### Stated problem
Copy all of the material below exactly.

### The records
--- start ---
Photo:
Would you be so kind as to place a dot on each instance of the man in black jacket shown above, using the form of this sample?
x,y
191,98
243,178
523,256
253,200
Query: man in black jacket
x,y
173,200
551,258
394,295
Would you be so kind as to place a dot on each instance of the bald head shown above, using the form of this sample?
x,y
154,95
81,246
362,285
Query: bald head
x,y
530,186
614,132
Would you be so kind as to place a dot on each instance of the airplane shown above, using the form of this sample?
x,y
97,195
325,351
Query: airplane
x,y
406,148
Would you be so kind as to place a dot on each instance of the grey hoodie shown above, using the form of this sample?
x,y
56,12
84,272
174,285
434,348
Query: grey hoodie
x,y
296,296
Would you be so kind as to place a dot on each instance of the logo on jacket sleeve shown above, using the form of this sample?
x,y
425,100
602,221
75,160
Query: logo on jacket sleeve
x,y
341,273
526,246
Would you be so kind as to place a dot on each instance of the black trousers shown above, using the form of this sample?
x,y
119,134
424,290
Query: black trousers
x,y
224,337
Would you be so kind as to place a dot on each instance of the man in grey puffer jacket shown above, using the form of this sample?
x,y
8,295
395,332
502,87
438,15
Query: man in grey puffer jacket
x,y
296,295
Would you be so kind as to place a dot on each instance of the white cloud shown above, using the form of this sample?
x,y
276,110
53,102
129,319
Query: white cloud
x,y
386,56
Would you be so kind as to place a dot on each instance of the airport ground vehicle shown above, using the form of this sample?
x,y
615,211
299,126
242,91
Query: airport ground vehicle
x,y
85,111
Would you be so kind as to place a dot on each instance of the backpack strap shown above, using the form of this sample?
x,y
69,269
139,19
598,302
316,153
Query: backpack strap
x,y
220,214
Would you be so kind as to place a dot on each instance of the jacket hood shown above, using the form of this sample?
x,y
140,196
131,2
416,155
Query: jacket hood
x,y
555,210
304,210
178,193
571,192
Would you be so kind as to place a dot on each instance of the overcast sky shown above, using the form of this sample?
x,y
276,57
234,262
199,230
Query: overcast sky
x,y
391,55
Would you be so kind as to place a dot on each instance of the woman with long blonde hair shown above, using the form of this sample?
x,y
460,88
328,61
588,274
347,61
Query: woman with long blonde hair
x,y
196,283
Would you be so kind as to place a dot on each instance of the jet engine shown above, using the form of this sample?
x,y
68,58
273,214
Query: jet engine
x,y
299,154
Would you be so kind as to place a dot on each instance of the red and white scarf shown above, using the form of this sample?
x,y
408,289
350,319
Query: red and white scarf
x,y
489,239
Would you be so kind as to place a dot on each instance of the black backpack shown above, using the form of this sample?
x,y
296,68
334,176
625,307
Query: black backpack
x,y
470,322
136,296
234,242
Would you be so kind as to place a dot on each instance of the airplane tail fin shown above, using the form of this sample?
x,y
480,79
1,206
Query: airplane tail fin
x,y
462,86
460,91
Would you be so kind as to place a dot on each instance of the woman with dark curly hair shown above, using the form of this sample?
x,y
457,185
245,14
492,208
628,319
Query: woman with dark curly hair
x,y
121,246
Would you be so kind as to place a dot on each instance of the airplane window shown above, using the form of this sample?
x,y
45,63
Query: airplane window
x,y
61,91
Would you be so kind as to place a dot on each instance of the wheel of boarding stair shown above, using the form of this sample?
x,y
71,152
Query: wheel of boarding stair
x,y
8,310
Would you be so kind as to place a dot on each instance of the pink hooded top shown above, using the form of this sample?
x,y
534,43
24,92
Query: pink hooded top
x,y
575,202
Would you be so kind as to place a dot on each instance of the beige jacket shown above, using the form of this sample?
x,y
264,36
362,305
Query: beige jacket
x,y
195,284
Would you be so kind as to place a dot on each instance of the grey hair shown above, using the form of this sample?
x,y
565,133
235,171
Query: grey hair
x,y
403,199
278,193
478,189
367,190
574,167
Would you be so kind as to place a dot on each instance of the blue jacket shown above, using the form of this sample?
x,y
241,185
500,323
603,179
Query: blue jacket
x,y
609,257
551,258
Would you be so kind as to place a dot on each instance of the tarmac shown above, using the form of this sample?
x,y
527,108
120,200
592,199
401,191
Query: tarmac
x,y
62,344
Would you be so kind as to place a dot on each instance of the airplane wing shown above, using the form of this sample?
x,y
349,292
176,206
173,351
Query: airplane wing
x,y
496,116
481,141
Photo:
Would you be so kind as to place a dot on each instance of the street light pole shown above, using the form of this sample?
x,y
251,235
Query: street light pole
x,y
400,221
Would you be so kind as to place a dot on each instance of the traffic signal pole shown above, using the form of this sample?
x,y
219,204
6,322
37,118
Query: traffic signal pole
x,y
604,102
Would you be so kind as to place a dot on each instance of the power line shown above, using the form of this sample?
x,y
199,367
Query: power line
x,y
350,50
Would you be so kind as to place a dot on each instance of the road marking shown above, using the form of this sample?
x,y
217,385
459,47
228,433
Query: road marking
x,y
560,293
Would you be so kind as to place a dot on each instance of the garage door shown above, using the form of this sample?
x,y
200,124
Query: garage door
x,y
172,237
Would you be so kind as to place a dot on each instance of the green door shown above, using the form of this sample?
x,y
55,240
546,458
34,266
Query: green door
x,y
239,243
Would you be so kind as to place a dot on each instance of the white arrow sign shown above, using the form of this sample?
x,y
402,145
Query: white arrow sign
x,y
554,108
--- end ---
### Output for this exercise
Photo:
Would you be so kind as to place a dot on each instance of the man in black jacket shown above, using the form of this sample?
x,y
191,98
243,178
523,256
253,200
Query: man in black jacket
x,y
173,200
551,258
394,295
Would you be so kind as to place a dot on each instance of the bald head shown above, using the form of this sample?
x,y
154,95
81,246
362,285
Query: bald head
x,y
530,186
614,132
Would you be so kind as to place a dot on each instance of the airplane shown above, using the form of this sample?
x,y
97,195
325,351
Query: airplane
x,y
406,148
Would you be so kind as to place a dot on each instance of the grey hoodie shown above, using the form of this sample?
x,y
56,12
84,272
174,285
434,348
Query: grey hoodie
x,y
296,296
Would you be so kind as to place a dot on each instance of the logo on jacket sleeve shown above, using the form of this sample?
x,y
425,100
602,221
75,160
Query: logo on jacket sleeve
x,y
341,273
526,246
Would you be so kind as to place a dot on each instance of the black trousers shown above, using the form of this sample?
x,y
119,134
424,290
Query: black trousers
x,y
224,337
Would you be so kind as to place a dot on each instance of the man in grey puffer jacket shown above, using the form of this sample?
x,y
8,295
395,332
502,87
438,15
Query: man in grey puffer jacket
x,y
296,295
Would you be so kind as to place a dot on each instance of the white cloud shown above, using the form of this sample?
x,y
276,110
53,102
129,319
Query: white cloud
x,y
386,56
Would you be so kind as to place a dot on each instance of the airport ground vehicle shown above, using the form of this sample?
x,y
615,211
299,126
242,91
Query: airport ground vehicle
x,y
85,111
Would you be so kind as to place a dot on each instance of the backpack strap shown above, using the form of this sample?
x,y
69,269
139,19
598,302
316,153
Query: backpack strap
x,y
220,214
Would you be so kind as to place a dot on each instance of the jacket hood shown above, using the form of this sample?
x,y
140,196
131,2
416,155
Query: jacket hood
x,y
555,210
304,210
178,193
571,192
Would you be so kind as to place a dot on each instance of the overcast sky shown above, using the form of this sample?
x,y
276,57
234,262
199,230
Query: overcast sky
x,y
391,55
Would you be so kind as to place a dot on each instance of the woman with long blonde hair shown above, using the form of this sample?
x,y
460,88
328,61
588,274
347,61
Query: woman with long blonde hair
x,y
196,283
Would you be so kind as to place a dot on each instance of the jet engine shown above, using the form of this sample?
x,y
68,58
273,214
Query: jet engine
x,y
299,154
Would you be so kind as to place a dot on each instance of the red and white scarf shown above, using the form of this sample?
x,y
408,289
350,319
Query: red and white scarf
x,y
489,239
Would you be so kind as to place a dot on each instance of the black backpack shown above, using the form of this sample?
x,y
296,68
334,176
625,307
Query: black backpack
x,y
470,322
136,296
234,242
Would you be so kind as to place a dot on each instance of the airplane tail fin shown above, using the form of this sample?
x,y
480,79
1,206
Query: airplane tail fin
x,y
462,86
460,91
Would you be so kind as to place a dot on each instance of the woman with dark curly hair shown above, using the form of this sample?
x,y
457,185
245,14
492,208
628,319
Query: woman with dark curly hair
x,y
121,246
Would you be so kind as to place a dot on each instance of the airplane window shown above, using the form of this sample?
x,y
45,63
Query: airplane window
x,y
61,91
Would you be so kind as to place a dot on each instance of the wheel of boarding stair shown above, using the form of this sample?
x,y
71,152
Query: wheel of boarding stair
x,y
8,310
Would you be so kind as to place a dot on each instance of the pink hooded top shown above, using the form of this sample?
x,y
534,43
24,92
Query: pink hooded top
x,y
575,202
Would you be so kind as to place a dot on each instance of the beige jacket shown above, using the form of this sample?
x,y
264,36
362,305
Query: beige jacket
x,y
195,284
Would you be so kind as to place a dot on each instance of the grey hair shown above, using the form of this sample?
x,y
565,133
235,171
Query: grey hair
x,y
403,199
278,193
478,189
367,190
574,167
Would you be so kind as to place a dot on each instance of the blue jacket shown above, using the form of this sample?
x,y
241,185
500,323
603,179
Query: blue jacket
x,y
609,257
551,258
Would you be so kind as to place a dot on each instance of the tarmac shown above, using the form of this sample?
x,y
527,108
120,200
592,199
401,191
Query: tarmac
x,y
62,344
Would you be so kind as to place a dot on each instance of the airplane wing shown above, using the form of this sample?
x,y
349,292
176,206
173,351
Query: airplane wing
x,y
496,116
481,141
Photo:
Would you be so kind as to place a dot on each instance of the street light pole shown above, using the form of this sample?
x,y
251,235
Query: street light pole
x,y
400,221
Would you be so kind as to place a dot on each instance of the traffic signal pole shown above, using the form of this sample?
x,y
219,204
6,322
37,118
Query: traffic signal pole
x,y
604,102
Would you be so kind as to place a dot on each instance of the power line shown above, using the form of this sample?
x,y
199,367
Query: power line
x,y
350,50
Would you be so kind as to place a dot on each instance of the road marking shown above, using the form of this sample?
x,y
217,385
459,47
228,433
Query: road marking
x,y
560,293
Would you be so kind as to place a dot on each instance of the garage door shown above, using the form of this sample?
x,y
200,124
Query: garage door
x,y
172,237
Would you be so kind as to place a dot on each instance of the green door shown above, using the form of this sample?
x,y
55,240
546,458
34,266
Query: green door
x,y
239,243
Would you be so kind as to place a dot on each instance of the white arrow sign shown above, using the form of this sample?
x,y
402,145
Query: white arrow sign
x,y
554,108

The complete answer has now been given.